_Exercise goal_:
Below is a block of entries; repeat exactly the lines starting at the line that contains "241H788V258L761 296L775 314L773" and ending at the line that contains "box: [604, 336, 724, 504]", both included.
BEGIN Input data
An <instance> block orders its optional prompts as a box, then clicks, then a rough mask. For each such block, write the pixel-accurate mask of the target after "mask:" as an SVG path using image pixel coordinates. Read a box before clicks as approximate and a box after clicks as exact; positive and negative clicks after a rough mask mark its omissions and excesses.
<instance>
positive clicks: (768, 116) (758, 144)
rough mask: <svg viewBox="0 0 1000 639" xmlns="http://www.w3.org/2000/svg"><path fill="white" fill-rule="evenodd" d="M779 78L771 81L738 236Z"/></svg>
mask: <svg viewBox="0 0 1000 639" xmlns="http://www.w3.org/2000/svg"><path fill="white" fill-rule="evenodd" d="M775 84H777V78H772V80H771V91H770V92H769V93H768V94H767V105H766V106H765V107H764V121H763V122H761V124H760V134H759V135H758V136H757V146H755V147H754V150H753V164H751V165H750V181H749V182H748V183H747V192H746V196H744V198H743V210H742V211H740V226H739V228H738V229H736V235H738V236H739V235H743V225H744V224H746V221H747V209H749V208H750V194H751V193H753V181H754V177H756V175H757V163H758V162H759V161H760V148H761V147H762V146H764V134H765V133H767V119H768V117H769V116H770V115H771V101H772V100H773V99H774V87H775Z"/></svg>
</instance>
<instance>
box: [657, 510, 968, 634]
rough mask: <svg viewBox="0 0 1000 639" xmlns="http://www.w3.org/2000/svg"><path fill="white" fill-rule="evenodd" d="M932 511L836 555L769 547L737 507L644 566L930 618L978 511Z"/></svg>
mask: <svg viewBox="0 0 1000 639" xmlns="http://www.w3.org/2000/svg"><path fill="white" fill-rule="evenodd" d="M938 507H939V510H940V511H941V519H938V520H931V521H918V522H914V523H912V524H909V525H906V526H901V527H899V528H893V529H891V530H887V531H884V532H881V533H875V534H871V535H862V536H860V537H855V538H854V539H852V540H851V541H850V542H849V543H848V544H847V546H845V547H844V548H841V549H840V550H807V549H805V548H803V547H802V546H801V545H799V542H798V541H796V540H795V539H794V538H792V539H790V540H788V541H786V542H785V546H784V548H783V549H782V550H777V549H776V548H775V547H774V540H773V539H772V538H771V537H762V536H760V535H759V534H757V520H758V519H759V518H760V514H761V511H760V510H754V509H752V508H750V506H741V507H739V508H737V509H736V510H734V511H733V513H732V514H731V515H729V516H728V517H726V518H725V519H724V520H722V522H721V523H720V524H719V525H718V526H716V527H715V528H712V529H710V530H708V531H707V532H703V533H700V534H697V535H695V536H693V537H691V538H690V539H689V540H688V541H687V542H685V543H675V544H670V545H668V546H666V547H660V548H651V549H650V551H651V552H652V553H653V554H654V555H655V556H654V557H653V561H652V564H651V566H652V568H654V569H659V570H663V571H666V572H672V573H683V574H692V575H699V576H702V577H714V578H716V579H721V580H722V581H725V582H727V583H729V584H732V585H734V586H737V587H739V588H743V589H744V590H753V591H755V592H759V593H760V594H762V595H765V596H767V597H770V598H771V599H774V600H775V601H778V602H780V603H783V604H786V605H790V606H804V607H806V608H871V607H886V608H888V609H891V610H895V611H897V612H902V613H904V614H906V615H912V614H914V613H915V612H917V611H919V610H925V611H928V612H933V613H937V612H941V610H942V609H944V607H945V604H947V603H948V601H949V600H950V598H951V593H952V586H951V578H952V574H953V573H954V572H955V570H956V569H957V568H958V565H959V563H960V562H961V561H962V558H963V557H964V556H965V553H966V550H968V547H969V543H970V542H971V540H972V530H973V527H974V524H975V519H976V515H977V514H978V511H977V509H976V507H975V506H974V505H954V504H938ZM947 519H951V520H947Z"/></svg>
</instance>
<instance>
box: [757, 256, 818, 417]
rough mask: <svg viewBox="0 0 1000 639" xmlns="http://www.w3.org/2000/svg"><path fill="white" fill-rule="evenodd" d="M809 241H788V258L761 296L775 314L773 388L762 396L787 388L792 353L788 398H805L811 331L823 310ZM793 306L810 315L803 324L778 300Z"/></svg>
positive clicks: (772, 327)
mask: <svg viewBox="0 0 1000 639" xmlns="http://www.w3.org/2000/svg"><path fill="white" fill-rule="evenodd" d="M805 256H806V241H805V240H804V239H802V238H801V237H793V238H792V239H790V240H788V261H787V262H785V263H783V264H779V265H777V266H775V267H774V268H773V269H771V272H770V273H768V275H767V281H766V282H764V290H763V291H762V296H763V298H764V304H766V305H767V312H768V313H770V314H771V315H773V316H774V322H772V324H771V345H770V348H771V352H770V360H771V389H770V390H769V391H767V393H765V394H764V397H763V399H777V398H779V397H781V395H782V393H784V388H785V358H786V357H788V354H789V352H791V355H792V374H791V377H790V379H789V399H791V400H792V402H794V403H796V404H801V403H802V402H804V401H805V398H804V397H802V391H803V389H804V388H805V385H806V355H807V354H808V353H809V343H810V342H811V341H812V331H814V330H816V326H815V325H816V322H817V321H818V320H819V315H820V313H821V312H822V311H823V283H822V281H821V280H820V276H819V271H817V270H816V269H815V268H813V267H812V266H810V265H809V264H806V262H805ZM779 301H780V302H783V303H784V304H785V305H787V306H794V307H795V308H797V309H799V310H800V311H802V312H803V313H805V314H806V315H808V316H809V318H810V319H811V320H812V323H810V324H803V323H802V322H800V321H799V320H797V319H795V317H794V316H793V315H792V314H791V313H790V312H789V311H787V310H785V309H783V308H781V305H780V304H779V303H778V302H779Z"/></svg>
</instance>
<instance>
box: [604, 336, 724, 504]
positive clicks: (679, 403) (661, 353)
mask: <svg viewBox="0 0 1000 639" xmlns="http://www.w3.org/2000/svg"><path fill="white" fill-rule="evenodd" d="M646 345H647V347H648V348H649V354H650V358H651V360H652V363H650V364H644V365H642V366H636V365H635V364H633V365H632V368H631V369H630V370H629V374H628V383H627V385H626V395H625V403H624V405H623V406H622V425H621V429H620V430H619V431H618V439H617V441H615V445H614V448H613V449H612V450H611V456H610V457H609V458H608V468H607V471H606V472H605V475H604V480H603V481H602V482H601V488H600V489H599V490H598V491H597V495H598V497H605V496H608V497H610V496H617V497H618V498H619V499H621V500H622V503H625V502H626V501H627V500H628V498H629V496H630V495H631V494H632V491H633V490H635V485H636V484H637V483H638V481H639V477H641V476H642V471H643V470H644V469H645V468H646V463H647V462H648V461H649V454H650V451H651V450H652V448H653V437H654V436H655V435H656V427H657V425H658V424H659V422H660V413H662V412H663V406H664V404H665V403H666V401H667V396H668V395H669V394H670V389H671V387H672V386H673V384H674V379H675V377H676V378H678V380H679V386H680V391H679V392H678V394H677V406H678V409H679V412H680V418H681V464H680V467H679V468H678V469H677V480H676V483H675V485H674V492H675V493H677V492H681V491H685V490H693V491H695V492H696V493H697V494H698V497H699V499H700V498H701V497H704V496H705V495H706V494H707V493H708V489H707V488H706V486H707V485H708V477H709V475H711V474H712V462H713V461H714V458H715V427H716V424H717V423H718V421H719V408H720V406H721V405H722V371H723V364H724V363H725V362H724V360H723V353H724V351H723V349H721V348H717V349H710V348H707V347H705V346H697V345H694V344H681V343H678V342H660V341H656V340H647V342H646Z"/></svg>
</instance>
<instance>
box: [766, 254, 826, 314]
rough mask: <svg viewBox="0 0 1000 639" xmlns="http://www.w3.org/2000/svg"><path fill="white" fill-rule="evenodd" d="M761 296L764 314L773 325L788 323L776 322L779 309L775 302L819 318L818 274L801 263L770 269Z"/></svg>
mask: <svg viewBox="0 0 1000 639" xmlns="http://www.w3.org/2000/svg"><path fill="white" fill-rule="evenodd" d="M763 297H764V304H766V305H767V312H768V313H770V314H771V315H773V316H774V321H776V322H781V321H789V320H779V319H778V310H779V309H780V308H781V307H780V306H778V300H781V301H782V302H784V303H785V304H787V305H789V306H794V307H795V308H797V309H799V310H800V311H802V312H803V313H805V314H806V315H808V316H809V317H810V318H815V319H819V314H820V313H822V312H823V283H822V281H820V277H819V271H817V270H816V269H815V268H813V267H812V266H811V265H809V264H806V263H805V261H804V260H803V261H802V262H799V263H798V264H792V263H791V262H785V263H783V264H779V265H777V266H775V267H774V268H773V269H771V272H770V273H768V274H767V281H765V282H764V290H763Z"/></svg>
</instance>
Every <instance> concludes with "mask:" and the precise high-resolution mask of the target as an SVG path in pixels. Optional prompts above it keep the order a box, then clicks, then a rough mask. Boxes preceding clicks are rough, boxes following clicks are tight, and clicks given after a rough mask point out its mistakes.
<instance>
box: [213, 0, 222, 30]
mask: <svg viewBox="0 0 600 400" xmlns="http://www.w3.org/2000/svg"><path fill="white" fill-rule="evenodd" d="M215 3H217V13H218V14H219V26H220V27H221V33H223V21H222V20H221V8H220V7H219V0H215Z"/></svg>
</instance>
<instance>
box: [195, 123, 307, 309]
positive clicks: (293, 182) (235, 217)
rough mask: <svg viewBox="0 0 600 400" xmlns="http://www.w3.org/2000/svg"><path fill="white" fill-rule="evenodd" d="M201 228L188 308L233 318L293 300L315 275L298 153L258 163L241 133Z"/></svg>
END Input data
_Task result_:
rough mask: <svg viewBox="0 0 1000 639" xmlns="http://www.w3.org/2000/svg"><path fill="white" fill-rule="evenodd" d="M809 241H788V258L761 296L775 314L773 388L762 396L787 388L792 353L788 398H805L811 331L823 310ZM793 306L810 315L803 324L778 300Z"/></svg>
positive clicks: (772, 327)
mask: <svg viewBox="0 0 1000 639" xmlns="http://www.w3.org/2000/svg"><path fill="white" fill-rule="evenodd" d="M805 256H806V241H805V240H804V239H802V238H801V237H793V238H792V239H790V240H788V261H787V262H785V263H783V264H779V265H777V266H775V267H774V268H773V269H771V272H770V273H768V275H767V281H766V282H764V290H763V291H762V296H763V298H764V304H766V305H767V312H768V313H770V314H771V315H773V316H774V322H772V324H771V345H770V348H771V352H770V360H771V389H770V390H769V391H767V393H765V394H764V397H763V399H777V398H779V397H781V395H782V393H784V388H785V358H786V357H788V354H789V352H791V355H792V374H791V377H790V379H789V399H791V400H792V402H794V403H796V404H801V403H802V402H804V401H805V398H804V397H802V391H803V389H804V388H805V385H806V355H807V354H808V353H809V343H810V342H811V341H812V331H814V330H816V326H815V325H816V322H817V321H818V320H819V315H820V313H821V312H822V311H823V283H822V281H821V280H820V276H819V271H817V270H816V269H815V268H813V267H812V266H810V265H809V264H806V262H805ZM779 301H780V302H783V303H784V304H785V305H787V306H794V307H795V308H797V309H799V310H800V311H802V312H803V313H805V314H806V315H808V316H809V318H810V319H811V320H812V323H810V324H803V323H802V322H800V321H799V320H797V319H795V317H794V316H793V315H792V314H791V313H790V312H789V311H787V310H785V309H783V308H781V305H780V304H779V303H778V302H779Z"/></svg>
</instance>
<instance>
box: [604, 336, 724, 504]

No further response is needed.